Reproduce the line containing "Dear assistant, the user would like the folder" in the listing below, then every later line up to the end, precisely as written.

=== INPUT DATA ===

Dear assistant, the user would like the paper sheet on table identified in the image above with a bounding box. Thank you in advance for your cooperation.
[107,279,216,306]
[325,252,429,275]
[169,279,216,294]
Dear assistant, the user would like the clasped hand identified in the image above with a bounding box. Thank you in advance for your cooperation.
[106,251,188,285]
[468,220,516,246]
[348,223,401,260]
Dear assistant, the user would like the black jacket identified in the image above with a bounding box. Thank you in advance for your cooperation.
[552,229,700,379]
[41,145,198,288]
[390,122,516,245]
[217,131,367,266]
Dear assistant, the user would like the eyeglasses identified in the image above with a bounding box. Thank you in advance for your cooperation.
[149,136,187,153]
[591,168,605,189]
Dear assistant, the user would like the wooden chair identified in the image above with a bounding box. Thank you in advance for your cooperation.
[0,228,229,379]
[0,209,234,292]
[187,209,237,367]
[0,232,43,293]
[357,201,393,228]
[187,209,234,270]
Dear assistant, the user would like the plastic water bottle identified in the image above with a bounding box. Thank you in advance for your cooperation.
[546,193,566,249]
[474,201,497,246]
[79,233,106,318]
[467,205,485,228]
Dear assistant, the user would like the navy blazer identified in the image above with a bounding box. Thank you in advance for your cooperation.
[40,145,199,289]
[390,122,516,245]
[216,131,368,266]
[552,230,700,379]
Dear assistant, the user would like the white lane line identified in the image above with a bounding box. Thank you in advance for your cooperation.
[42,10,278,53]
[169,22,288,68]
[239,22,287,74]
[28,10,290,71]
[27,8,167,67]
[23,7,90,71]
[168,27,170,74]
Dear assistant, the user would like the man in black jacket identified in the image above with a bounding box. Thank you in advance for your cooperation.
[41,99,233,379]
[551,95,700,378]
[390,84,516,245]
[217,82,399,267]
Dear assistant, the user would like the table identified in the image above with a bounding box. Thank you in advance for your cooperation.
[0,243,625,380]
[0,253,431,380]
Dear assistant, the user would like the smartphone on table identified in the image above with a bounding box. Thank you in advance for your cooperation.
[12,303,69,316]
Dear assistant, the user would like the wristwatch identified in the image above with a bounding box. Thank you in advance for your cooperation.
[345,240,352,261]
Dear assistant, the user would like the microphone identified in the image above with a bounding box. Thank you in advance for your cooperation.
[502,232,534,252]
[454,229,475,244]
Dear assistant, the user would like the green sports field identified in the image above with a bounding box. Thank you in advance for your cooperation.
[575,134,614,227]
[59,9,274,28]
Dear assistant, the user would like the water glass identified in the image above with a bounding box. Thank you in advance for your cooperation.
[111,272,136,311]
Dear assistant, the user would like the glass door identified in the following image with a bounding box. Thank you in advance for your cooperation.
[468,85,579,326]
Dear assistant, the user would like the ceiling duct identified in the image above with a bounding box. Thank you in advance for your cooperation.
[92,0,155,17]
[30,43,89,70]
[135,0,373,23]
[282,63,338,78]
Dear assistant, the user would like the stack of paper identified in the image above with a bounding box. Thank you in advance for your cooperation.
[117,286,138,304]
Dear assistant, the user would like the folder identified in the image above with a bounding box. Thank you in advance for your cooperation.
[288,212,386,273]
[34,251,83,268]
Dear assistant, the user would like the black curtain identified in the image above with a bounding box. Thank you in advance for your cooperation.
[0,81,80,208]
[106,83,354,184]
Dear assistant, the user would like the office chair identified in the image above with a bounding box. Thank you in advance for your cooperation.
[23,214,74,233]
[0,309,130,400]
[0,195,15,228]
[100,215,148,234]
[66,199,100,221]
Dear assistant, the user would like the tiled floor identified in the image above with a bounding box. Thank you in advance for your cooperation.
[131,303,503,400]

===

=== RESPONSE ===
Dear assistant, the user would like the folder identified in the image above with a bounding box. Thank you in advance for your cooperation.
[288,212,386,273]
[34,251,83,268]
Dear assistant, the user would like the black curtain identified in the image above with a bounding box. Thank you in advance for your cooperation.
[0,81,80,208]
[106,83,354,184]
Dear assistant, the user would like the office chair identified in the image above with a bounding box. Thank you in advance for your cooperation.
[23,214,74,233]
[0,309,130,400]
[0,195,15,228]
[100,215,148,234]
[66,199,100,221]
Dear assistant, the user would like the tiled floor identified in the image above with a bounding box. Thank you in advance for your cooperation.
[131,303,503,400]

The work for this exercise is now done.